**Written instruction:** Write out the listing below again, replacing "Put a point on" with "Place a dot on" everywhere it occurs and leaving every other part unchanged.

**Stored records:**
——————————

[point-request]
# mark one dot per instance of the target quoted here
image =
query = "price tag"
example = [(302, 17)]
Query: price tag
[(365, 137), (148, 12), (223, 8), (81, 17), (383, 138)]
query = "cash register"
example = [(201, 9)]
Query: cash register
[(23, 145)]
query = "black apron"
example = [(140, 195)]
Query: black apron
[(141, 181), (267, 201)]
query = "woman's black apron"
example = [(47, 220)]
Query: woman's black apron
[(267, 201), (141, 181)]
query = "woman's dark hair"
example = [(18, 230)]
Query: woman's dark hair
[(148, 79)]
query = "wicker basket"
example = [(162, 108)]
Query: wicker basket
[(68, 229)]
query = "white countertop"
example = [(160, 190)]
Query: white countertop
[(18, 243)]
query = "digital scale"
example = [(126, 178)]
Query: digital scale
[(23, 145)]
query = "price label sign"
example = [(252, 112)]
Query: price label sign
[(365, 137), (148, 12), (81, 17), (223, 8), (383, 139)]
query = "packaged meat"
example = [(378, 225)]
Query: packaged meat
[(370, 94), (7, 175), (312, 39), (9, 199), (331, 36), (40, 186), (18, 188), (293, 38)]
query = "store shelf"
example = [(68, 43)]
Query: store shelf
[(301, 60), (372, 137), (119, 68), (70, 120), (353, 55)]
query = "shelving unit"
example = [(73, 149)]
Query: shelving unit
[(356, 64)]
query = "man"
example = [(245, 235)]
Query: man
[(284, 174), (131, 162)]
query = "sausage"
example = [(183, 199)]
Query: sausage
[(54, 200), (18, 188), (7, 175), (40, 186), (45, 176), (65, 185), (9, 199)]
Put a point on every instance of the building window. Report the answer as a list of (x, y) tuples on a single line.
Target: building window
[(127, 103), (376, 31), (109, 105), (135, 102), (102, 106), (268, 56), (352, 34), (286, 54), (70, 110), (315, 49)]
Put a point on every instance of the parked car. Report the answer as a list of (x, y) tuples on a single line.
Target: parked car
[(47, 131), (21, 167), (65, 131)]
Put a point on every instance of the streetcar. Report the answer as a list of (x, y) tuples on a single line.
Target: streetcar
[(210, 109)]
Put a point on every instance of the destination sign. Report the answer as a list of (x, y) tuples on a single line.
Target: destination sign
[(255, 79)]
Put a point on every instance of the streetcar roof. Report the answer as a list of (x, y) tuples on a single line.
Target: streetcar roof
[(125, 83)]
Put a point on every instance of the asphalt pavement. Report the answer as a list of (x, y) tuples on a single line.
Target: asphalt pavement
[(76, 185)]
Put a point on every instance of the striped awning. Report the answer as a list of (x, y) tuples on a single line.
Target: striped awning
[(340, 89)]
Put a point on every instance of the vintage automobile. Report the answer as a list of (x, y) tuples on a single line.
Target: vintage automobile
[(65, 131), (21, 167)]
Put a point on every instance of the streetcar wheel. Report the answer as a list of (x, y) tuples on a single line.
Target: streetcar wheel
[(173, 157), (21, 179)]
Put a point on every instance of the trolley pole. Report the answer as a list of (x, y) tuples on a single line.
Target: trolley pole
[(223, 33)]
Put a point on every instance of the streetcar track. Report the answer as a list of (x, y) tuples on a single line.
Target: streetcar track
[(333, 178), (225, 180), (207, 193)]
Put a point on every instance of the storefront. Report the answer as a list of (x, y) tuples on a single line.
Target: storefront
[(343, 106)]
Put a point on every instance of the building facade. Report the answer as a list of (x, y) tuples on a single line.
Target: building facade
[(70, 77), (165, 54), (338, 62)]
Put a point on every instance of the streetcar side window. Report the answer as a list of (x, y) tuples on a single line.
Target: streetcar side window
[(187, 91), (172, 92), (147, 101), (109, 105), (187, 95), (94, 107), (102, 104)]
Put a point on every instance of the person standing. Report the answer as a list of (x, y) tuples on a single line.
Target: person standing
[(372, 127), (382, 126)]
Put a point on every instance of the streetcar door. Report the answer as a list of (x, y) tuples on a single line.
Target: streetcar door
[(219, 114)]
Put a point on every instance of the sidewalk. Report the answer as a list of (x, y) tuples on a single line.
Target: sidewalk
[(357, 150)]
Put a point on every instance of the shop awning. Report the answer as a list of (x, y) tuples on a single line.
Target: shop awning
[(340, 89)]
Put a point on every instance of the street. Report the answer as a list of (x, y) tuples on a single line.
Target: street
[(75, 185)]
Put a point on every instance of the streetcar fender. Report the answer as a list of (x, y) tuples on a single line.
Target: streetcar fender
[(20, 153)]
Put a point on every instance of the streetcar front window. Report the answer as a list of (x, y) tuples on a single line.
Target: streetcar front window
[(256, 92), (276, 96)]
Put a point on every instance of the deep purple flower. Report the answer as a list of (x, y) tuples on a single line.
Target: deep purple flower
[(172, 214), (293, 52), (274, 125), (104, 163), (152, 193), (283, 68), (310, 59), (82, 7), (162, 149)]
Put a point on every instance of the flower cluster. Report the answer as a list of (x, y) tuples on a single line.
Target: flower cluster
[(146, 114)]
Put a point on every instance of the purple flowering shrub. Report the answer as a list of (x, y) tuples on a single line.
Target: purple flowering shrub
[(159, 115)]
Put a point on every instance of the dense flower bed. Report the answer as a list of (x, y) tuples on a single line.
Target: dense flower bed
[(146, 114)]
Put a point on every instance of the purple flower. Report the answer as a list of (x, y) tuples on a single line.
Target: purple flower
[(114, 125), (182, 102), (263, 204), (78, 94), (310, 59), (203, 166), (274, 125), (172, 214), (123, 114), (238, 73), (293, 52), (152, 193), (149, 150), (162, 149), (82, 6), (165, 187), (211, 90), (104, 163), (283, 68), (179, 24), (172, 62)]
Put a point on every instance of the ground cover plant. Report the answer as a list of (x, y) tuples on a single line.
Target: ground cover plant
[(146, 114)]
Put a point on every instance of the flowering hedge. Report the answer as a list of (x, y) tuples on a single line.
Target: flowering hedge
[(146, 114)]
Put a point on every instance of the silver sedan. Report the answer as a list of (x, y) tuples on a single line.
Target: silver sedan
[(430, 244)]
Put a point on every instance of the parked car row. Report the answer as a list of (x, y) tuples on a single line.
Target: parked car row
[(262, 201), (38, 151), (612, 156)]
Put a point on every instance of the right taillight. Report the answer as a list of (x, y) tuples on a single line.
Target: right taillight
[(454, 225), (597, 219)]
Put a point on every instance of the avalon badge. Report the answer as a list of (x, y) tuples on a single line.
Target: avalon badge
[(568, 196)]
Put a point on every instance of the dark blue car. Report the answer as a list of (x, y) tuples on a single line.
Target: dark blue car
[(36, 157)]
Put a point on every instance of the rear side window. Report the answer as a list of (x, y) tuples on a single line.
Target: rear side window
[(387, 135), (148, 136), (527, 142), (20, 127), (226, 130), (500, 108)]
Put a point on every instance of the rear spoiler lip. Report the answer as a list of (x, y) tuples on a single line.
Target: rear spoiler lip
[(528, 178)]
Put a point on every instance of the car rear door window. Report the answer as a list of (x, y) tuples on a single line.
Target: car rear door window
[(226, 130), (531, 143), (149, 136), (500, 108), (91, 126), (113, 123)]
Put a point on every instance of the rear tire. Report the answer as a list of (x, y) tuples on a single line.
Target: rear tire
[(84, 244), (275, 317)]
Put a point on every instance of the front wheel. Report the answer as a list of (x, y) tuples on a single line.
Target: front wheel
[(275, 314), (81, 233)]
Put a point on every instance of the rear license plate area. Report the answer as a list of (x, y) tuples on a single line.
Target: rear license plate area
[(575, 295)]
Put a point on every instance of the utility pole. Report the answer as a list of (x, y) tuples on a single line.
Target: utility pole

——————————

**Exercise answer:**
[point-request]
# mark one dot per instance of the target quoted here
image =
query = "price tag"
example = [(302, 17)]
Query: price tag
[(365, 137), (148, 12), (223, 8), (81, 17), (383, 138)]
query = "cash register"
example = [(201, 9)]
Query: cash register
[(23, 145)]
query = "black apron"
example = [(140, 195)]
Query: black apron
[(141, 181), (267, 201)]
query = "woman's black apron"
example = [(47, 220)]
Query: woman's black apron
[(267, 201), (141, 181)]
query = "woman's dark hair"
example = [(18, 230)]
Query: woman's dark hair
[(148, 79)]
query = "wicker basket"
example = [(162, 108)]
Query: wicker basket
[(68, 229)]
query = "white countertop"
example = [(160, 190)]
Query: white countertop
[(18, 243)]
query = "digital scale"
example = [(126, 178)]
Query: digital scale
[(23, 145)]
query = "price label sign"
example = [(252, 112)]
Query: price label sign
[(365, 137), (148, 12), (81, 17), (223, 8), (383, 139)]
query = "packaged meat"
example = [(378, 225)]
Query: packaged meat
[(370, 94), (7, 175), (312, 39), (9, 199), (331, 36), (40, 186), (18, 188), (293, 38)]
query = "store shelf"
example = [(68, 43)]
Query: store shelf
[(301, 60), (372, 137), (119, 68), (70, 120), (353, 55)]
query = "shelving unit"
example = [(73, 149)]
Query: shelving unit
[(356, 64)]
query = "man"
example = [(245, 235)]
Query: man
[(284, 174), (131, 162)]
query = "sausage"
example = [(183, 199)]
Query: sausage
[(54, 200), (18, 188), (7, 175), (40, 186), (45, 176), (65, 185), (9, 199)]
Place a dot on every instance of the building window. Report the answer as a list of (x, y) tuples on a single line.
Target: building window
[(127, 103), (376, 31), (109, 105), (135, 102), (102, 106), (268, 56), (352, 34), (286, 54), (70, 110), (315, 49)]
Place a dot on every instance of the parked car. Report the answer as a list of (x, y) tuples on a single line.
Target: parked car
[(47, 131), (21, 167), (65, 131)]
Place a dot on every instance of the streetcar. Report the answer as a list of (x, y) tuples on a single line.
Target: streetcar
[(210, 109)]
Place a dot on every instance of the destination sign. Report the answer as a list of (x, y) tuples on a single line.
Target: destination sign
[(255, 79)]
Place a dot on every instance of the streetcar roof. Report the answer as a list of (x, y) tuples on a single line.
Target: streetcar roof
[(125, 83)]
Place a dot on every instance of the asphalt pavement. Report the answer as a list of (x, y) tuples on a single line.
Target: asphalt pavement
[(76, 185)]
Place a dot on every instance of the striped awning. Report the answer as a list of (x, y) tuples on a single line.
Target: striped awning
[(340, 89)]
Place a dot on every instance of the vintage automobile. Report the answer as a list of (x, y) tuples on a single line.
Target: vintage automobile
[(65, 131), (21, 167)]
Place a dot on every instance of the streetcar wheel. Report the answer as a list of (x, y) tuples on a single line.
Target: streetcar wheel
[(173, 157), (21, 179)]
Place a dot on every instance of the trolley pole. Report the answer as a list of (x, y) tuples on a single line.
Target: trolley pole
[(223, 33)]
Place a dot on every instance of the streetcar track. Report the answer as a list of (x, y) tuples on a single line.
Target: streetcar track
[(333, 178), (225, 180), (207, 193)]
Place a dot on every instance of the storefront. Report the answer as a list of (x, y) tuples on a single line.
Target: storefront
[(343, 106)]
Place a dot on every instance of the building facade. Report the answer as a list of (x, y) tuples on a single line.
Target: building facade
[(70, 77), (165, 54), (338, 62)]
Place a dot on every instance of the streetcar side window. Report the answer as a list of (x, y) tuples on a single line.
Target: streetcar side window
[(187, 91), (172, 92), (147, 101), (109, 105), (187, 95), (94, 107), (102, 104)]
Place a dot on every instance of the person standing. Report the answer as a list of (x, y) tuples on a single line.
Target: person standing
[(372, 127), (382, 126)]
Place a dot on every instance of the streetcar door. Report the answer as a list of (x, y) tuples on a single line.
Target: streetcar door
[(219, 114)]
Place a dot on every instance of the sidewalk. Report the answer as a list of (x, y) tuples on a single line.
Target: sidewalk
[(357, 150)]
Place a dot on every instance of the shop awning. Report the answer as a list of (x, y) tuples on a single line.
Target: shop awning
[(340, 89)]
Place a dot on every instance of the street. Report the answer as a list of (x, y) tuples on a single line.
Target: street
[(75, 185)]
Place a dot on every instance of the streetcar fender. Report the answer as a list of (x, y) tuples on a single line.
Target: streetcar fender
[(20, 153)]
Place a dot on every instance of the streetcar front window. Report the answer as a list of (x, y) tuples on a single line.
Target: streetcar front window
[(256, 92), (276, 96)]
Place a dot on every instance of the deep purple flower. Report the answer as a list of (x, y) tuples on a single line.
Target: deep purple flower
[(172, 214), (293, 52), (274, 125), (104, 163), (152, 193), (283, 68), (310, 59), (82, 7), (162, 149)]
Place a dot on every instance of the flower cluster. Report the answer as a list of (x, y) tuples on a single line.
Target: flower cluster
[(146, 114)]
Place a dot on every instance of the purple flowering shrub. Report the answer as a list of (x, y) tuples on a single line.
Target: purple flowering shrub
[(159, 115)]
Place a dot on every instance of the dense flower bed. Report the answer as a list of (x, y) tuples on a single line.
Target: dense flower bed
[(146, 114)]
Place a dot on every instance of the purple flower. Report the answer as a list of (x, y) tuples on a single line.
Target: purple flower
[(114, 125), (182, 102), (263, 204), (78, 94), (310, 59), (203, 166), (274, 125), (172, 214), (123, 114), (238, 73), (293, 52), (152, 193), (149, 150), (162, 149), (82, 6), (165, 187), (211, 90), (104, 163), (283, 68), (179, 24), (172, 62)]
Place a dot on every instance of the ground cover plant. Report the answer as a list of (x, y) tuples on a single line.
Target: ground cover plant
[(146, 114)]
Place a dot on every instance of the flowering hedge. Report the answer as a list of (x, y) tuples on a single line.
Target: flowering hedge
[(146, 114)]
Place a dot on every instance of the silver sedan. Report the answer as a list of (x, y) tuples on a single line.
Target: silver sedan
[(430, 244)]
Place a dot on every instance of the parked car row. Report the answer as a list of (x, y) tuples on a single line.
Target: parked car row
[(262, 201), (38, 151), (612, 156)]
Place a dot on every instance of the right taillight. Report the answer as a list of (x, y) tuples on a single line.
Target: right taillight
[(454, 225), (597, 219)]
Place a dot on every instance of the avalon badge. Report the answer as a list of (x, y) tuples on a single line.
Target: avalon badge
[(568, 196)]
Place a dot on every instance of the dark blue car. Report the answer as a list of (x, y) tuples on a single line.
Target: dark blue car
[(36, 157)]
Place a dot on every instance of the rear side window. Report the answer as a list of (x, y) tuples on a single line.
Target: rear side window
[(387, 135), (148, 136), (527, 142), (20, 127), (226, 130), (500, 108)]
Place a dot on every instance of the rear spoiler lip. Report the answer as a list of (x, y) tuples on a single line.
Target: rear spoiler lip
[(528, 178)]
Place a dot on every instance of the car rear door window. Report the answer as a list of (x, y) tuples on a single line.
Target: car rear door window
[(226, 130), (531, 143), (149, 136), (500, 108), (91, 126), (113, 123)]
Place a dot on every instance of the rear tire. Report the answer as a list of (x, y) tuples on a single line.
Target: rear tire
[(84, 244), (275, 317)]
Place a dot on every instance of the front wheel. Report the answer as a list of (x, y) tuples on a single line.
Target: front wheel
[(275, 314), (81, 233)]
Place a dot on every instance of the rear license plate area. Report the answer as a list of (x, y) tuples on a single line.
Target: rear license plate area
[(575, 295)]
Place a dot on every instance of the utility pole. Report the answer as a list of (x, y) tuples on a single line.
Target: utility pole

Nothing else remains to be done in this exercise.